• What the task requires:
Write the next part of the following explanation of the Work-Energy Theorem, beginning after its final sentence.

• Text extract:
-- START --
Microbes ain't got SHIT on me

AND if you stick through it all the way to the end, there’s a prize in store for somebody!!!

But enough of that, today I’m going to teach you about the Work-Energy Theorem.  Otherwise known as, “Everything they tried to teach you in high school physics.”

Work & Energy – What are they?

In order to understand the Work-Energy theorem, you need to understand the separate definitions of both Work and Energy.

Work = Force x Distance

Taken in context, Work is an action that is performed on an object or system.  So a continuous force applied to an object over a given distance constitutes “Work” performed on that object.

To illustrate, I will call upon my friends Dink and Donk.  Dink and Donk don’t really care about physics, but they like to have fun.  So D&D decide to go do some Jackass-style shopping cart races (or shopping carriage races, if you’re from the NorthEast) at the local supermarket.  Dink is in the shopping cart and Donk pushing him.

PowerPoint is my Photoshop

Let’s assume that Donk can push Dink and the cart with 10 lbs of force. He pushes for 40 feet, because that’s how much parking lot there is until the cart hits the curb.

EXTREEEEME!!!

If Donk maintains 10 lbs of force over the entire 40 feet, he will have performed 400 ft-lbs of Work.

10 lbs x 40 feet = 400 ft-lbs of Work
(or 542.3 Joules for those of us who like to work in SI units)

So when Dink and Donk get home and their father berates them for jerkin around, and tells them to get a job, Donk can legitimately say, “But Dad! I did a lot of Work out there! 400 ft-lbs of it!”
-- END --
• Information shown:
-- START --
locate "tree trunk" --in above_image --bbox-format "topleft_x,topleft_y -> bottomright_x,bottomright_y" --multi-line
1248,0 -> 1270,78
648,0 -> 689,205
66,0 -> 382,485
-- END --
• The output:
So now that you understand Work, what is Energy?

Energy = 1/2 x Mass x Velocity²

*Technically this is just “Kinetic” energy.  In reality, Energy can be expressed in kinetic energy, potential energy, thermal energy, pressure changes, or chemical energy.  But for the purposes of today’s lecture, we’re going to focus on just Kinetic energy.

So taken in this context, Kinetic Energy is a characteristic which an object or system has at a given point in time(as opposed to Work, which is an action performed on an object or system). So if you know an object’s mass and it’s velocity, then you can accurately calculate that object’s current Kinetic Energy.

In the case of Dink and Donk, we can can determine their Kinetic Energy at any point along their 40 foot journey.

Force vectors are Red, Velocity vectors are Purple. FACT.

For the sake of simplicity, let’s say Dink and Donk both weigh 150 lbs (4.662 slugs, the English unit for Mass), and the shopping cart weighs 20 lbs (0.622 slugs).  Let’s also assume that Donk is a pretty fast runner, and can get this puppy up to around 7 miles per hour (or around 10 feet per second).  So what is their combined Kinetic Energy?

1/2 x (9.946 slug) x (10 ft/s)² = 497.3 ft-lbs of Energy

(trust me, the units work out…stupid english units)

Now there’s something interesting here that I hope you’ve noticed: the units of measurement for Work and Energy are THE SAME.  Ft-lbs in our case, or Joules in SI units.  This is the essence of the Work-Energy Theorem.

The Work-Energy Theorem – Equating Work and Energy

What we have shown in the examples above is that Energy and Work are two completely different concepts, yet they are expressed in the same units.  What does this mean?

It means that Work and Energy are two sides of the same coin. Work creates Energy, and Energy performs Work.

Therefore we can equate the two formulas

Work = Energy
Force x Distance = 1/2 x Mass x Velocity²

This allows us to perform some pretty incredible calculations.

In the case of Dink and Donk, we can calculate how far Donk will need to push Dink in order to reach a speed of 10 feet per second.  All we have to do is re-arrange the formula to solve for Distance.

Distance = [1/2 x Mass x Velocity²] / Force
Distance = [1/2 x (9.946 slug) x (10 ft/s)²] / 10 lbs

Distance = 49.73 feet

Pretty cool huh?  Well shit’s about to get even cooler…

Using some incredible Math-Magic, we can transform the Work-Energy equation into a set of other equations called the “Kinematic Equations”.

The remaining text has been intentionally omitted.